• [Problems to work on]
**1.** In the personal reflection below, list every capitalized word that does not begin a sentence, leaving out the pronoun "I".
**2.** Duplicate the personal reflection below word for word, starting with "So as I listen" and going on through "make you escape.".

I feel like it was someplace obvious, and then, nowhere at all.
The badgering memory of that same temperature many Augusts ago before the wedding on the bluff, through imaginary associations that give Alice in Wonderland a run for her money.
Ah, there it is. The endless cleaning, mopping up the mess. That was a line in a poem I wrote about my parents’ marriage. Except I felt like, at the time, I was the one cleaning up the mess, on a daily basis, as I over-achieved my way through junior year to be accepted everywhere I wanted to be and ended up going where I did not want to be confined. In the end, the confines launched a nomadic spirit and the end lies in its beginning.
So as I listen to advice that makes sense from my alma mater which I have come to be proud of in a way I did not expect when I was facing first year dorm with a wacko roommate whose boyfriend was at Notre Dame, but you sure couldn’t tell by the number of boys who crashed in our room. How do these things happen? If not for some sort of absurdist theater, then I could do without the psychos I have encountered and had to endure too many times, for too long, because I was trained to be patient, to wait it out, to make haste when you make you escape.

• [Supplied material]
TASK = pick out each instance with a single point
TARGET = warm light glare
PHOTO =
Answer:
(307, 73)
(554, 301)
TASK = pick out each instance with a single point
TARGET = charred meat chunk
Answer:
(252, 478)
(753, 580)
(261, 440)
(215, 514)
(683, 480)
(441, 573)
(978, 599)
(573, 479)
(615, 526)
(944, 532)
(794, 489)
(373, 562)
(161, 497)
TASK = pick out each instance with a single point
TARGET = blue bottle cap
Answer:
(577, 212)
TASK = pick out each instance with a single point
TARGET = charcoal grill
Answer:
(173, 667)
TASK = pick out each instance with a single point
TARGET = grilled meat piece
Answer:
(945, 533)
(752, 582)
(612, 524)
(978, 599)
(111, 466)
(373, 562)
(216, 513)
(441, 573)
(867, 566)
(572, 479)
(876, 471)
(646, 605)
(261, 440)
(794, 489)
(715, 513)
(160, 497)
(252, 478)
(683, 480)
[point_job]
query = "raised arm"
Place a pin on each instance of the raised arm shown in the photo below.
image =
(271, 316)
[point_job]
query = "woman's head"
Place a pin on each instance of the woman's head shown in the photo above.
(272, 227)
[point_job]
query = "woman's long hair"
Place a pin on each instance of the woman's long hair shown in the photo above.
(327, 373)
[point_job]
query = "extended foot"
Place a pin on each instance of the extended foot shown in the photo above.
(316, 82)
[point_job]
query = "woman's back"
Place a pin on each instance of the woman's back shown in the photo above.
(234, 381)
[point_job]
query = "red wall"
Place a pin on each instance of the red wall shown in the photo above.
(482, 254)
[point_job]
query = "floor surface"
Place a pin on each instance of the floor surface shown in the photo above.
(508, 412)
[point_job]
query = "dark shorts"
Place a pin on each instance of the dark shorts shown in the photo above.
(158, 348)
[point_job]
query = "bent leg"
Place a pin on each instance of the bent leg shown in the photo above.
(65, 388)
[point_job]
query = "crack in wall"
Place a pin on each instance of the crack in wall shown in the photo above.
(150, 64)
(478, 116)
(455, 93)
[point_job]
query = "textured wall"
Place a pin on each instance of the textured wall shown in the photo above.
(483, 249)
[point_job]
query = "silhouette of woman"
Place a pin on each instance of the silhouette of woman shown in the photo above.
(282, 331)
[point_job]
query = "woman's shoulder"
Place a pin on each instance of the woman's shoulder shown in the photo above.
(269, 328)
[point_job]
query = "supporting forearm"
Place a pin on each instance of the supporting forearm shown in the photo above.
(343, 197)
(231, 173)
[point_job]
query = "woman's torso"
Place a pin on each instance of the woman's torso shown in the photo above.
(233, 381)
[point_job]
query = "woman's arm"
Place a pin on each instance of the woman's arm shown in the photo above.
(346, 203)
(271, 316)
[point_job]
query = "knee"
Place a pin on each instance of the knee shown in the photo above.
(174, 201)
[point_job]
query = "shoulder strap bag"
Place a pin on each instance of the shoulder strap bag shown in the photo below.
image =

• [Answers by task]
**1.** Augusts, Alice, Wonderland, Notre, Dame

**2.**
So as I listen to advice that makes sense from my alma mater which I have come to be proud of in a way I did not expect when I was facing first year dorm with a wacko roommate whose boyfriend was at Notre Dame, but you sure couldn’t tell by the number of boys who crashed in our room. How do these things happen? If not for some sort of absurdist theater, then I could do without the psychos I have encountered and had to endure too many times, for too long, because I was trained to be patient, to wait it out, to make haste when you make you escape.